## Exercise:
Reproduce all the entries beneath this sentence exactly.

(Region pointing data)
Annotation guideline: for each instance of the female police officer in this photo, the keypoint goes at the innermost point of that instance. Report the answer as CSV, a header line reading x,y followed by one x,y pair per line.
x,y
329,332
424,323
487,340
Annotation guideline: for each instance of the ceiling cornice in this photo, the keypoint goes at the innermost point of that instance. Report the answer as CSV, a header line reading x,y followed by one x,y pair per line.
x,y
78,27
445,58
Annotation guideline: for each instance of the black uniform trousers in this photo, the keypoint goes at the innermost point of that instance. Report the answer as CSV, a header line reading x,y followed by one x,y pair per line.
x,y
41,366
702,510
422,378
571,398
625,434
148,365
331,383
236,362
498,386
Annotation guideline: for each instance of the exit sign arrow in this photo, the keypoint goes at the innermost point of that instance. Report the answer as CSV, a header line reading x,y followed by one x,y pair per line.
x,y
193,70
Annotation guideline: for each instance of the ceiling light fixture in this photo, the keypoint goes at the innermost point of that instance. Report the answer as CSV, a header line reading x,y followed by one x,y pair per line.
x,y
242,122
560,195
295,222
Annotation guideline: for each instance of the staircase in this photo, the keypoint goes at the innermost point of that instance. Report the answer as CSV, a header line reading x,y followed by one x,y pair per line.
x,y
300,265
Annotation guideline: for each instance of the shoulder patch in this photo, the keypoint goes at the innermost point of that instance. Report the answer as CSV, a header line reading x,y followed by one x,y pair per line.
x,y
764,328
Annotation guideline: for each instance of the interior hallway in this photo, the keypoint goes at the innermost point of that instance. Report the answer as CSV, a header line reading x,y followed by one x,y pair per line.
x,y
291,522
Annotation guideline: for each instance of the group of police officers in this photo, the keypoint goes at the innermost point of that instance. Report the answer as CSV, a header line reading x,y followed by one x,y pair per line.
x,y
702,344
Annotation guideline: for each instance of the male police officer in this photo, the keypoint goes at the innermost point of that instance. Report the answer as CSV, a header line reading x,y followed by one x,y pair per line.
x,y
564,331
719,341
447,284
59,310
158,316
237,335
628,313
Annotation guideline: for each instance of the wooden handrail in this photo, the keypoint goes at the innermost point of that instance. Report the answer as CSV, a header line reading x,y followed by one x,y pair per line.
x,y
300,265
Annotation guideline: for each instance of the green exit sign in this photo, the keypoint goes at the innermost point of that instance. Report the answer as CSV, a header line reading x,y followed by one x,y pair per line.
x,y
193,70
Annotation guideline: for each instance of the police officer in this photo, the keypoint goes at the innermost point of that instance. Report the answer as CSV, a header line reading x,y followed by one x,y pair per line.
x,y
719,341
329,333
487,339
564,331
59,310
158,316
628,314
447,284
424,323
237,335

## Exercise solution:
Annotation guideline: for each instance of the female police officer in this photo, the keypoint goes at the innermost point of that instance. Report the answer as CSV, a header line reading x,y followed by one x,y pair per line.
x,y
329,332
424,323
487,340
Annotation guideline: for each instance of the ceiling cornice in this photo, the keypoint goes at the innermost point of that instance. Report the answer as CSV, a header line reading x,y followed by one x,y pair per line.
x,y
78,27
445,58
Annotation guideline: for each instance of the black uniform trousers in this photo, the keypoint goes at the innermost point of that instance. Report the answer as CSV, a header line reading x,y followed by one x,y pair per line.
x,y
41,366
702,510
422,378
571,398
625,434
148,365
331,383
236,362
498,386
Annotation guideline: for each instance of the exit sign arrow in this photo, the keypoint goes at the innermost point of that instance. Report the answer as CSV, a header line reading x,y followed by one x,y pair per line.
x,y
193,70
Annotation guideline: for each instance of the ceiling light fixture in this photo, the keypoint goes at the innermost point of that instance. Report the answer as CSV, a header line reading x,y followed by one x,y pair per line.
x,y
242,122
560,195
295,222
Annotation guideline: for each instance of the staircase in this photo, the keypoint goes at the innermost point of that instance. Report the answer as CSV, a header line reading x,y followed by one x,y pair per line.
x,y
300,265
Annotation guideline: for each instance of the shoulder patch in this photo, the keypoint goes at the innermost point of that instance. Report the answer as CSV, a header line reading x,y followed by one x,y pair per line.
x,y
764,328
Annotation guideline: for each instance of the interior hallway in this photo, the keypoint goes at the innermost point of that instance. Report the answer as CSV, a header line reading x,y followed by one x,y pair per line.
x,y
291,522
Annotation guideline: for each instance of the group of police officers in this photo, the keypoint goes at the innermost point of that instance. Report the answer as CSV, a header line reading x,y followed by one x,y pair per line.
x,y
702,344
Annotation guideline: for each instance of the male police officer in this photo, the keypoint goes at the innermost point of that instance. Report the answer as CSV, a header line reading x,y followed by one x,y pair per line.
x,y
564,331
719,341
447,284
59,310
158,316
237,335
628,313
Annotation guideline: for each instance of the wooden handrail in this photo, the keypoint goes at the innermost point of that instance. Report the answer as CSV, a header line reading x,y followed by one x,y pair per line.
x,y
300,265
Annotation guideline: for each instance of the green exit sign in this photo, the keypoint goes at the innermost point of that instance. Report the answer as CSV, a header line reading x,y followed by one x,y pair per line.
x,y
193,70
Annotation guideline: for each instance of the police officer in this photo, the keypoint goes at the innermost point of that instance. Report the answer as CSV, a header line reading x,y followed by one x,y pair per line.
x,y
719,341
329,333
487,339
564,331
59,310
158,316
628,314
447,284
424,323
237,335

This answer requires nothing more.